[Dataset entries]
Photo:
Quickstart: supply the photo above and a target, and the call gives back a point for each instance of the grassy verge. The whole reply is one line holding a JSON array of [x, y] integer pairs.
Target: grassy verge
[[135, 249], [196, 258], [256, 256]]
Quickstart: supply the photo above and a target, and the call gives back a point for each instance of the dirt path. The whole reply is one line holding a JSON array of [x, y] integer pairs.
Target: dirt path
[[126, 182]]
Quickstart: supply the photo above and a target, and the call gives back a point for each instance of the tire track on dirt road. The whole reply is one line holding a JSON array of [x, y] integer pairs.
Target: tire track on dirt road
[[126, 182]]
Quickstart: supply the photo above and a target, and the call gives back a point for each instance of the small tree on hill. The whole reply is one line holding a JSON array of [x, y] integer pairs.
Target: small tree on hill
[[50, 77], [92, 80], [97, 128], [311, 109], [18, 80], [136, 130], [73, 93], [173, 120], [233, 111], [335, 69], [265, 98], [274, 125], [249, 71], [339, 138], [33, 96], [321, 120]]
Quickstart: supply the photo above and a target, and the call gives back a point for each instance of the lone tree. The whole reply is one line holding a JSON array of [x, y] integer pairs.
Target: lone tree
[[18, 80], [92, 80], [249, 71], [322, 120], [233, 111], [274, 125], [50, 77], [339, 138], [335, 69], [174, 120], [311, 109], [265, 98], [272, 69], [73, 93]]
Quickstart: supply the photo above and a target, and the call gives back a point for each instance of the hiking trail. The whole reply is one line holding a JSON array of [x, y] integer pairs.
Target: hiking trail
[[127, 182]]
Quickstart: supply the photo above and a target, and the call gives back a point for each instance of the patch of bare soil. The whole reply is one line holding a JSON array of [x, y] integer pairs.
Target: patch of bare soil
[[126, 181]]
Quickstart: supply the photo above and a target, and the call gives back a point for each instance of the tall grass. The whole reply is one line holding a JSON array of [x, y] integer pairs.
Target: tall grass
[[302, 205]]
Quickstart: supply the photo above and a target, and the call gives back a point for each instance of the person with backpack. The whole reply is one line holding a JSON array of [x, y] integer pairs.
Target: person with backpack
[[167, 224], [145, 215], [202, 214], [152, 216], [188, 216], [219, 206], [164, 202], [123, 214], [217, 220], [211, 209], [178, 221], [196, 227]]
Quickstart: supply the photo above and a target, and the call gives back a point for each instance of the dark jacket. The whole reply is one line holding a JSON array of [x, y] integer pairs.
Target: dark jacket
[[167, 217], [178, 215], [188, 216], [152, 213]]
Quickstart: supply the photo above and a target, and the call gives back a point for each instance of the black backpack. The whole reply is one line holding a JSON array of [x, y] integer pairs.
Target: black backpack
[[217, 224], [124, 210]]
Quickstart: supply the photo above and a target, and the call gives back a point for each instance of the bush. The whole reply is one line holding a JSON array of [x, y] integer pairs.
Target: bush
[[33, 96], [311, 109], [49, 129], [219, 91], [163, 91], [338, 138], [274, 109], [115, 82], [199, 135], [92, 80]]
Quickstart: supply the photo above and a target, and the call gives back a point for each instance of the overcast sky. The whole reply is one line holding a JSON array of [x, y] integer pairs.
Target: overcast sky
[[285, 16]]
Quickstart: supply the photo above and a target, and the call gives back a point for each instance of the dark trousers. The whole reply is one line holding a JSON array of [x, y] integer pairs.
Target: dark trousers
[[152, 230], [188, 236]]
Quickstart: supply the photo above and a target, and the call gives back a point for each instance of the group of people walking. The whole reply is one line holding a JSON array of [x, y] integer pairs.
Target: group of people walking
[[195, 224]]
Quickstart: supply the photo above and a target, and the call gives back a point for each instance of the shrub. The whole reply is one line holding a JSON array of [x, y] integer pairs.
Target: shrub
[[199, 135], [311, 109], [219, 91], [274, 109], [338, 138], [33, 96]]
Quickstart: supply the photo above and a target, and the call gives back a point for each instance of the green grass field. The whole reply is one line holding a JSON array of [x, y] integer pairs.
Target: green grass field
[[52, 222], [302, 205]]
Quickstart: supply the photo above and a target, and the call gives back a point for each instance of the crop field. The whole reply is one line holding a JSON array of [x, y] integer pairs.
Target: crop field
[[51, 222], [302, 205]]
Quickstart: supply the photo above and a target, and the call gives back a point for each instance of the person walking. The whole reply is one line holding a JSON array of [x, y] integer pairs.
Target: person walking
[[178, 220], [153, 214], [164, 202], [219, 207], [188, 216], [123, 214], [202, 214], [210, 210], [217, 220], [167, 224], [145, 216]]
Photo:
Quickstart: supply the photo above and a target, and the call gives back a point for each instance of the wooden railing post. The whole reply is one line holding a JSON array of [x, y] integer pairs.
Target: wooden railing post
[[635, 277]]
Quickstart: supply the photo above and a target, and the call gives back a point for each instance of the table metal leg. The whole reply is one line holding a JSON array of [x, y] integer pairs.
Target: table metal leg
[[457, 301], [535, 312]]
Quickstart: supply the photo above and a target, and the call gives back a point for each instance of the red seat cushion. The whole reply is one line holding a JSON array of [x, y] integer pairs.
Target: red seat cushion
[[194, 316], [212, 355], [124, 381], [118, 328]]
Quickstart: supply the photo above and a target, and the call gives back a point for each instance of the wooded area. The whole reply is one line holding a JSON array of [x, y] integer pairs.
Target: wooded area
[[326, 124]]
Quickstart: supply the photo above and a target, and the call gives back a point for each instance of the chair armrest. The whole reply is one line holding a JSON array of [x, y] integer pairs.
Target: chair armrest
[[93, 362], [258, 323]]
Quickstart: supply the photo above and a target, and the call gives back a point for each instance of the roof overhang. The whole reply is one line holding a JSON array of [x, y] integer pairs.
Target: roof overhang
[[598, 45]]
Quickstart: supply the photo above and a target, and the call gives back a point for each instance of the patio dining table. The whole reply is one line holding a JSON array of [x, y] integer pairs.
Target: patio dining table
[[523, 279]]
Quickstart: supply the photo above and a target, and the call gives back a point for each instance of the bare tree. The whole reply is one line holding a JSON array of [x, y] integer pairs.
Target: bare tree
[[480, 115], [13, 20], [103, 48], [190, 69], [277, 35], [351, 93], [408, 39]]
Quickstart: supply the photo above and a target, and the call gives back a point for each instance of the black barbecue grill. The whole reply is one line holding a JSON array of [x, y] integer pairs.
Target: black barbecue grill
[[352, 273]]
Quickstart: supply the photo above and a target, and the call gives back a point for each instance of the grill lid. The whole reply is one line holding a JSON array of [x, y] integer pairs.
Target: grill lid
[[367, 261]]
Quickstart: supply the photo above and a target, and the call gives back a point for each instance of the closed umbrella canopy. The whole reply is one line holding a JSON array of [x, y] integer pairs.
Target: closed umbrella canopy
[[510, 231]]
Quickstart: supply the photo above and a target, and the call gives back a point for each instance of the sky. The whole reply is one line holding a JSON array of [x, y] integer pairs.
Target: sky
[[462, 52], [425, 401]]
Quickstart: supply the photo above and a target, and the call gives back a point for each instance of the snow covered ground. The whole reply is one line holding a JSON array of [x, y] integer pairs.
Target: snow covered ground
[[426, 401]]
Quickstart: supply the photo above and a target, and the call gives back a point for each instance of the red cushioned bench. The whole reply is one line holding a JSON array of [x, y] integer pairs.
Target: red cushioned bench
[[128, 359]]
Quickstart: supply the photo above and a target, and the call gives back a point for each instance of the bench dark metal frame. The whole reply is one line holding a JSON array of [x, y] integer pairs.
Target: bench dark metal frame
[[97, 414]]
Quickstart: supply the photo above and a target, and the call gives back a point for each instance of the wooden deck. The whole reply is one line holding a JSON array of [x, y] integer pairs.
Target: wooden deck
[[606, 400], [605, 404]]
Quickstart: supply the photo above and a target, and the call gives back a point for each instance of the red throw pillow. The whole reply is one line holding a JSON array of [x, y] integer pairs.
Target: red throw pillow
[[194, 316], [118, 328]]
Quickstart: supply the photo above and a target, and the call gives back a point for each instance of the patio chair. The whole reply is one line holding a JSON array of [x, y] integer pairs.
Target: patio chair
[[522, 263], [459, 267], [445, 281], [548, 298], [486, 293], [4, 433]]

*WHAT YOU NEED TO DO*. Where the data above reaches the line holding "Target: table metal leg", begin printing, and stop after the line holding "of the roof". Each line must be reproduced exactly, with nothing else added.

*SOLUTION BELOW*.
Target: table metal leg
[[457, 301], [535, 312]]
Quickstart: supply the photo above and a target, and the call gives back a point for each instance of the red seat cushion. The whole reply is one line holding a JSON array of [x, y] integer pairs.
Target: red seat cushion
[[194, 316], [212, 355], [124, 381], [118, 328]]
Quickstart: supply the photo above and a target, and the call gives back a point for each instance of the wooded area. The whole reply is one line holding a JSON array of [x, y] integer pairs.
Target: wooded area
[[326, 124]]
Quickstart: supply the photo above and a target, and the call gives back a point for each instance of the chair armrest. The whole reply is one line holding a JSON array of [x, y] integer pairs.
Target: chair armrest
[[93, 362], [258, 323]]
Quickstart: supply the photo above and a target, and the call gives back a point for each instance of the roof overhang. The whole reply is one line holding a JSON array of [x, y] integer pairs.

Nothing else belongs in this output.